[Object location annotation data]
━━━
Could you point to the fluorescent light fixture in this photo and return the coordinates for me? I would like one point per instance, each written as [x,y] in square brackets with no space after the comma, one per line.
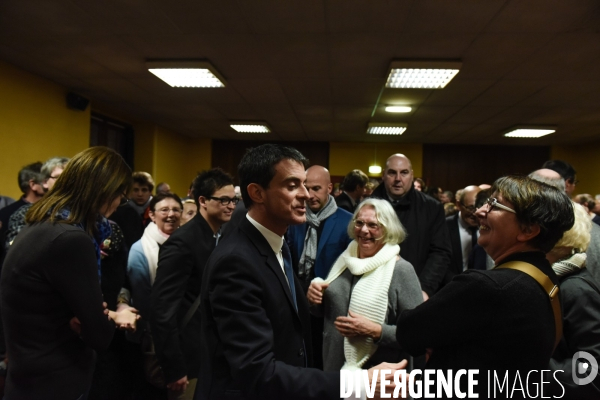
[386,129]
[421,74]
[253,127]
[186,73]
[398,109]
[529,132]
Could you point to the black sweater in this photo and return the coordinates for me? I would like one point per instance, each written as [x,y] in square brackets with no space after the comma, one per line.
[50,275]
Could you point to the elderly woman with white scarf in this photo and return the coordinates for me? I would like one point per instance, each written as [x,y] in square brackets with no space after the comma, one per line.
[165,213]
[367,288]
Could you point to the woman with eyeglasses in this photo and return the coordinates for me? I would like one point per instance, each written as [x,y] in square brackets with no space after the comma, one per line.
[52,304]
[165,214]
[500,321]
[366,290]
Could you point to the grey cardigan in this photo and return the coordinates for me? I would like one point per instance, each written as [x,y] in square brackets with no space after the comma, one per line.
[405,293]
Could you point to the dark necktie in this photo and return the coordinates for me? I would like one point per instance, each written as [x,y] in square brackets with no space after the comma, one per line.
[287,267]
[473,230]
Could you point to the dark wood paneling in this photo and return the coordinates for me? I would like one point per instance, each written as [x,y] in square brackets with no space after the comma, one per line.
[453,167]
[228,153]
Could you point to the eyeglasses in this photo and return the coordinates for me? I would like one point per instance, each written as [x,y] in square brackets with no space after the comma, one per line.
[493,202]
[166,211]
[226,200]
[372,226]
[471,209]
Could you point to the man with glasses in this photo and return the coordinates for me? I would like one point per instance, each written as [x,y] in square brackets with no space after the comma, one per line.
━━━
■ To do ■
Return all of the data exactly as written, and drop the pictures.

■ Worked solution ■
Could you point to the fluorescent light fixture in this photo and return the coordinates for me? I would like one point per instance, each written as [x,y] in square brackets with no space after the comma, one per line.
[386,129]
[421,74]
[253,127]
[186,73]
[398,109]
[529,132]
Could you point to the black sweater in this photo and return the coordinates for me? I would like one point per instance, each written as [x,y] in square brackets with no space after the comma, one per line.
[50,275]
Could you point to the elderly woman with white scarf in this photo and return the coordinates for me? I would like one point per instance, each written as [x,y] in square brackets with no space after the comma, one per line.
[165,213]
[367,288]
Could you point to the woman with eyeglasses in this photo and return the coordinates for me? I would like one point per instance, each written as [x,y] in square brackets with no space after the comma, one per line.
[52,304]
[165,214]
[500,321]
[366,290]
Could you point to the grey cardigan in this photo and return the coordinates for me? I would like one point per instance, each written as [x,y] in square brackets with no space after the comma, one per line.
[405,293]
Could you point to the dark necktie in this photo and return the coordinates for me? I would like one point per instance, each written as [x,y] in square brackets with no space after the comma, one per line.
[287,267]
[473,230]
Could you point to the dark wood paneling in this photo and return the coordinates for me? I would like one point per instance, each written as [x,y] in square brackets with no space after the comma, one per line.
[453,167]
[228,153]
Could you point to the eyeglasses in this photo and return the coordinates for me? I would like one point per instance, each written as [x,y] in square brackets with no space after the comma, one per line.
[493,202]
[166,211]
[226,200]
[372,226]
[471,209]
Could you point to the man with glasses in this photo and return the coordinates for me? I would like one point per instance, each written as [x,y] in square brackets with no space after the comma, one per line.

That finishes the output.